= Beginning of Section =

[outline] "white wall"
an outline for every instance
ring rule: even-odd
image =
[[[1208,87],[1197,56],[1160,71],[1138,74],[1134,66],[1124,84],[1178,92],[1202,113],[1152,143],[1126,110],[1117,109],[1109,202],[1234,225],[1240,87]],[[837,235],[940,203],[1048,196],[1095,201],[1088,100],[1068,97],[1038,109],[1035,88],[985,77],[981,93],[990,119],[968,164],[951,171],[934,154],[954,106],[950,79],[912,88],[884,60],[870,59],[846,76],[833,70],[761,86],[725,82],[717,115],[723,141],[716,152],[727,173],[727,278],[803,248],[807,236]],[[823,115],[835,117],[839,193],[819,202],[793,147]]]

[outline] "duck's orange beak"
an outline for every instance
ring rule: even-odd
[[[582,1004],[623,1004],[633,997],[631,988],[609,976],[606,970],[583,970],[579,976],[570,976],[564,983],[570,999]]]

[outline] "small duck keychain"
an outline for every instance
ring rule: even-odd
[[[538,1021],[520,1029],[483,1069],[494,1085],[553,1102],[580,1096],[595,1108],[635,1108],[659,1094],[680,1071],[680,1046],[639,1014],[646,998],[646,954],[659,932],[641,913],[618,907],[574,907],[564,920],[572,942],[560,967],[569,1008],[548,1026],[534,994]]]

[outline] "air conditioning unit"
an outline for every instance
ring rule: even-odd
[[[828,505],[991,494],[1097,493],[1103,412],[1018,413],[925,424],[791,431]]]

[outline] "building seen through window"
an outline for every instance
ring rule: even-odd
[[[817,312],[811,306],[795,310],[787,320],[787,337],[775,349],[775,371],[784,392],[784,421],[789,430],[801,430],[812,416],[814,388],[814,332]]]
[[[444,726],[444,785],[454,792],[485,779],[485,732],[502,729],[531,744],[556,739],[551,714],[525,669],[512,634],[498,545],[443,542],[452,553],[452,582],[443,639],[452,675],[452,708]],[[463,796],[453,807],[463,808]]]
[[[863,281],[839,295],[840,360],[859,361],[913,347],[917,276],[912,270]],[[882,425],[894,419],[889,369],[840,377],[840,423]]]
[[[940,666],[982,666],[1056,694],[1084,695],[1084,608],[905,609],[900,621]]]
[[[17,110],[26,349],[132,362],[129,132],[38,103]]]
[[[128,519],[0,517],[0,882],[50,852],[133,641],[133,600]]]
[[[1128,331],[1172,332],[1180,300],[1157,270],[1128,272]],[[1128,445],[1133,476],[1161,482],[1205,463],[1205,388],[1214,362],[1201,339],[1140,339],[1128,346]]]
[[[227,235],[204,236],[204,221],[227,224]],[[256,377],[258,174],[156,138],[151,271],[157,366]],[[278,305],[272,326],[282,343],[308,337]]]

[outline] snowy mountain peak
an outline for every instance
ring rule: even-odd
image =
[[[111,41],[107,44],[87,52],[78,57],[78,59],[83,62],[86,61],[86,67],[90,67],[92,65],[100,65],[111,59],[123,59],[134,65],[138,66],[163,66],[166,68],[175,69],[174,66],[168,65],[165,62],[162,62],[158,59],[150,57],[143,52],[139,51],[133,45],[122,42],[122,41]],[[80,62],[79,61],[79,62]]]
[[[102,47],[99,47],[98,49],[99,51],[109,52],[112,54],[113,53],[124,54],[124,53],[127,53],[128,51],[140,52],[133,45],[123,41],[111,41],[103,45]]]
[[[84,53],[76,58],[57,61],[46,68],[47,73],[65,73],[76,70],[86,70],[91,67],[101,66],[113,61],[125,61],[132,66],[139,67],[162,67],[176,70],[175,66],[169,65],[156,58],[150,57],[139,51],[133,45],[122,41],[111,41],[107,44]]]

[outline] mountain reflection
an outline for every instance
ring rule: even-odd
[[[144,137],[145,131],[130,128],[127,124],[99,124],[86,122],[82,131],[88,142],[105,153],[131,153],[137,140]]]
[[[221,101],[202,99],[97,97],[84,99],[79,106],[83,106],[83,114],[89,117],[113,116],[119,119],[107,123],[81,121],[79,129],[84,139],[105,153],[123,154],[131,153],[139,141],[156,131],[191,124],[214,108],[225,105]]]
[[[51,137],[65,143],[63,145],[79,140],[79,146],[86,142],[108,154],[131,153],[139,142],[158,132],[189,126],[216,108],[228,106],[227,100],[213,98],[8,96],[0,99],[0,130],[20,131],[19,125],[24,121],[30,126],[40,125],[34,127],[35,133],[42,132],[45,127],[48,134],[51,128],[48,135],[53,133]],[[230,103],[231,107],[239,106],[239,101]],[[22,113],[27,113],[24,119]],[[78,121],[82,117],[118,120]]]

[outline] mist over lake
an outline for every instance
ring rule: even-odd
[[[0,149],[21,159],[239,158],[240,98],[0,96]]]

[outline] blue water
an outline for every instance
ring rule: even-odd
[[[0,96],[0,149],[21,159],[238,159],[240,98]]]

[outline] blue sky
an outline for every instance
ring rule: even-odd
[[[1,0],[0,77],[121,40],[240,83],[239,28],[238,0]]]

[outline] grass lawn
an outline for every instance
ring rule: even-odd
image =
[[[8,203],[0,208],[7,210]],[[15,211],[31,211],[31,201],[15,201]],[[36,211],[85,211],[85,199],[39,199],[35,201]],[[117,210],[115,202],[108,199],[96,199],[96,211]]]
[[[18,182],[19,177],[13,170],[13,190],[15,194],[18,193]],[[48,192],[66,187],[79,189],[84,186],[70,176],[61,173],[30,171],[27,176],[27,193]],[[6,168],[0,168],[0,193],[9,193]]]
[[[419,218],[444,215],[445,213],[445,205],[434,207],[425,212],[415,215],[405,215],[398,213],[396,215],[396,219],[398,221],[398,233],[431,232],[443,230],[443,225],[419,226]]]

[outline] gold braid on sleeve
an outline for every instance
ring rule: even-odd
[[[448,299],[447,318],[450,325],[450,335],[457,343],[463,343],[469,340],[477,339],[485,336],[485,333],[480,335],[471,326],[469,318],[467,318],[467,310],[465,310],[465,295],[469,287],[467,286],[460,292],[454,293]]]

= End of Section =

● **Task to carry out**
Return each record exactly as given.

● **Exercise solution**
[outline] "white wall"
an outline for every instance
ring rule: even-odd
image =
[[[1208,87],[1197,56],[1160,71],[1138,74],[1134,66],[1124,84],[1178,92],[1202,113],[1152,143],[1126,110],[1117,109],[1109,202],[1234,225],[1240,87]],[[837,235],[940,203],[1048,196],[1095,201],[1088,100],[1068,97],[1038,109],[1035,88],[985,77],[981,93],[990,119],[968,164],[951,171],[934,154],[954,106],[950,79],[912,88],[884,60],[870,59],[846,76],[833,70],[761,86],[725,82],[717,115],[723,141],[716,152],[727,173],[727,278],[803,248],[807,236]],[[823,115],[835,117],[839,193],[819,202],[793,147]]]

[outline] "duck's orange beak"
an outline for every instance
ring rule: even-odd
[[[582,1004],[623,1004],[633,997],[631,988],[609,976],[606,970],[583,970],[579,976],[570,976],[564,983],[570,999]]]

[outline] "small duck keychain"
an outline for every instance
ring rule: even-odd
[[[538,1021],[520,1029],[483,1069],[494,1085],[553,1102],[580,1096],[595,1108],[635,1108],[659,1094],[680,1071],[680,1046],[639,1014],[646,998],[646,954],[659,932],[641,913],[618,907],[574,907],[564,920],[572,942],[560,967],[569,1008],[548,1026],[534,994]]]

[outline] "air conditioning unit"
an outline for every instance
ring rule: even-odd
[[[828,505],[991,494],[1097,493],[1103,412],[1018,413],[925,424],[791,431]]]

[outline] "building seen through window"
an outline for every instance
ring rule: even-odd
[[[817,312],[811,306],[795,310],[787,320],[787,337],[775,349],[775,371],[784,392],[784,421],[789,430],[801,430],[812,416],[814,388],[814,332]]]
[[[444,726],[444,785],[454,792],[485,779],[485,732],[502,729],[531,744],[556,739],[551,714],[525,669],[512,634],[498,545],[443,542],[452,553],[452,582],[443,639],[452,675],[452,708]],[[463,796],[453,807],[463,808]]]
[[[863,281],[839,295],[840,360],[859,361],[913,347],[917,276],[912,270]],[[882,425],[894,419],[889,369],[840,377],[840,423]]]
[[[940,666],[982,666],[1056,694],[1084,695],[1084,608],[905,609],[900,621]]]
[[[17,110],[26,349],[132,362],[129,132],[38,103]]]
[[[128,519],[0,517],[0,882],[50,852],[133,641],[133,600]]]
[[[1128,331],[1172,332],[1180,300],[1157,270],[1128,272]],[[1128,445],[1133,476],[1161,482],[1205,463],[1205,388],[1214,362],[1201,339],[1140,339],[1128,346]]]
[[[227,235],[204,236],[204,221],[227,224]],[[256,377],[258,174],[156,138],[151,271],[157,366]],[[278,305],[272,326],[282,343],[308,337]]]

[outline] snowy mountain peak
an outline for every instance
ring rule: even-odd
image =
[[[111,41],[107,44],[87,52],[78,57],[78,59],[83,62],[86,61],[86,67],[90,67],[92,65],[100,65],[111,59],[123,59],[134,65],[138,66],[163,66],[166,68],[175,69],[174,66],[168,65],[165,62],[162,62],[158,59],[150,57],[143,52],[139,51],[133,45],[122,42],[122,41]],[[80,62],[79,61],[79,62]]]
[[[102,47],[99,47],[98,49],[99,51],[109,52],[112,54],[113,53],[124,54],[124,53],[127,53],[128,51],[140,52],[133,45],[123,41],[111,41],[103,45]]]
[[[84,53],[76,58],[57,61],[46,68],[47,73],[65,73],[76,70],[86,70],[91,67],[101,66],[113,61],[125,61],[132,66],[139,67],[162,67],[176,70],[175,66],[169,65],[156,58],[150,57],[139,51],[133,45],[122,41],[111,41],[107,44]]]

[outline] mountain reflection
an outline for every instance
ring rule: even-odd
[[[144,137],[145,131],[130,128],[127,124],[99,124],[86,122],[82,131],[88,142],[105,153],[131,153],[137,140]]]
[[[221,101],[202,99],[97,97],[84,99],[79,106],[83,106],[83,114],[89,117],[113,116],[119,119],[107,123],[81,121],[79,129],[84,139],[105,153],[123,154],[131,153],[139,141],[156,131],[191,124],[214,108],[225,105]]]
[[[51,137],[65,143],[63,145],[79,140],[79,146],[86,142],[108,154],[131,153],[139,142],[158,132],[189,126],[216,108],[228,106],[227,100],[213,98],[8,96],[0,99],[0,130],[20,131],[19,125],[24,121],[30,126],[40,125],[34,127],[35,133],[42,132],[45,127],[48,134],[51,128],[48,135],[53,133]],[[230,103],[231,107],[239,106],[239,101]],[[22,113],[27,113],[24,119]],[[78,121],[82,117],[118,120]]]

[outline] mist over lake
an outline for every instance
ring rule: even-odd
[[[0,149],[21,159],[239,158],[240,98],[0,96]]]

[outline] blue water
an outline for every instance
ring rule: even-odd
[[[0,96],[0,149],[21,159],[238,159],[240,98]]]

[outline] blue sky
an outline for every instance
ring rule: even-odd
[[[1,0],[0,77],[121,40],[240,83],[239,28],[238,0]]]

[outline] grass lawn
an outline for every instance
ring rule: even-odd
image =
[[[8,203],[0,208],[7,210]],[[15,211],[31,211],[31,201],[15,201]],[[36,211],[85,211],[85,199],[39,199],[35,201]],[[117,210],[115,202],[108,199],[96,199],[96,211]]]
[[[18,182],[19,177],[13,170],[13,190],[15,194],[18,193]],[[48,192],[66,187],[79,189],[84,186],[70,176],[61,173],[30,171],[27,176],[27,193]],[[6,168],[0,168],[0,193],[9,193]]]
[[[419,218],[444,215],[445,213],[445,205],[434,207],[425,212],[415,215],[405,215],[398,213],[396,215],[396,219],[398,221],[398,233],[431,232],[443,230],[443,225],[419,226]]]

[outline] gold braid on sleeve
an outline for every instance
ring rule: even-odd
[[[448,299],[447,318],[450,325],[450,335],[457,343],[463,343],[469,340],[477,339],[485,336],[485,333],[480,335],[471,326],[469,318],[467,318],[467,310],[465,310],[465,295],[469,287],[467,286],[460,292],[454,293]]]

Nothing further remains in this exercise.